§ Your task
Every entry below must appear again, exactly as written.

§ Dataset entries
* * * * * * * * *

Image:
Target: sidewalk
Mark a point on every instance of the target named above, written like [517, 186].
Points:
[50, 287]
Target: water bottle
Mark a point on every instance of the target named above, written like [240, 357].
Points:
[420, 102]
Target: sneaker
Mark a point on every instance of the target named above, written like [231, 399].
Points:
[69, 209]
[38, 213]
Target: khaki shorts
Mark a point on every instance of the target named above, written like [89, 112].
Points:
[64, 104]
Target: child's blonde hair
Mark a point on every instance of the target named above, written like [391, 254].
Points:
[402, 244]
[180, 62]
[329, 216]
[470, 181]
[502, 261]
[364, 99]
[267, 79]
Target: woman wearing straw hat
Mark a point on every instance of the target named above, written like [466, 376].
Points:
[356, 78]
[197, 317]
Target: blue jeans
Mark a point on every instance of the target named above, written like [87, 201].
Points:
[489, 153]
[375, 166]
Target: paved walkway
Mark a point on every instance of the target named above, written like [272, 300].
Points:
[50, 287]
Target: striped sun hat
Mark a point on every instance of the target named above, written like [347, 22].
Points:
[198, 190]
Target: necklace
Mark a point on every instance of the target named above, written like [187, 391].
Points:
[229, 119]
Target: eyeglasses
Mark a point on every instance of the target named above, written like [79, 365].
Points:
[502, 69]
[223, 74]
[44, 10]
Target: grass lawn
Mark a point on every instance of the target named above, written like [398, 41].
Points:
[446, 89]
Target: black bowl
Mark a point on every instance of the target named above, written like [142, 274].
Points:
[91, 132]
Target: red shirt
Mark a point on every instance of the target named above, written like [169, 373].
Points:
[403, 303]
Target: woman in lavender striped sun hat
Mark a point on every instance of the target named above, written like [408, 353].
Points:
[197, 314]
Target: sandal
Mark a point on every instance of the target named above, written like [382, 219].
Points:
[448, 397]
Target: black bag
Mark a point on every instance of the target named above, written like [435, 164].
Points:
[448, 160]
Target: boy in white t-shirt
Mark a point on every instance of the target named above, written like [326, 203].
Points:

* * * * * * * * *

§ Response to this task
Image:
Target: sidewalk
Mark a point on every instance of the target named above, written like [517, 186].
Points:
[50, 287]
Target: water bottle
Mark a point on every instance of the target named above, written like [240, 357].
Points:
[420, 102]
Target: sneaker
Mark a point on every instance of the target named above, written like [231, 399].
Points:
[69, 209]
[38, 213]
Target: khaki shorts
Mark a point on every instance of the target named above, written like [89, 112].
Points:
[64, 104]
Target: child's blonde hair
Mark a point on every instance of the target named above, written like [391, 254].
Points:
[402, 244]
[180, 62]
[329, 216]
[470, 181]
[502, 261]
[364, 99]
[267, 79]
Target: woman wearing straw hat
Mark a point on every instance of the target named above, written like [466, 376].
Points:
[356, 78]
[197, 317]
Target: blue jeans
Mark a point on every instance of the target named above, written like [87, 201].
Points:
[489, 153]
[375, 166]
Target: paved walkway
Mark a point on every instance of the target named above, written like [272, 300].
Points:
[50, 287]
Target: striped sun hat
Mark a point on every instance of the target named above, written like [347, 22].
Points:
[198, 190]
Target: necklace
Mark a point on every instance of the target named above, written like [187, 391].
Points:
[229, 119]
Target: eyeglasses
Mark a point on every instance of the target named above, written like [79, 365].
Points:
[502, 69]
[223, 74]
[44, 10]
Target: grass lawn
Mark a point on every instance of the target named above, written like [398, 41].
Points:
[446, 89]
Target: black bowl
Mark a point on every instance of the target named above, written like [142, 274].
Points:
[91, 132]
Target: red shirt
Mark a point on every instance of the target named above, written like [169, 373].
Points:
[403, 303]
Target: woman in lavender striped sun hat
Mark a point on every instance of the target named above, written like [408, 353].
Points:
[197, 314]
Target: sandal
Mark a point on every instance of the target named above, written like [382, 219].
Points:
[448, 397]
Target: black bag
Mark a point on every instance of the target named above, written like [435, 164].
Points:
[448, 160]
Target: boy in white t-shirt
Mark a point on every instance of the target named above, written like [326, 203].
Points:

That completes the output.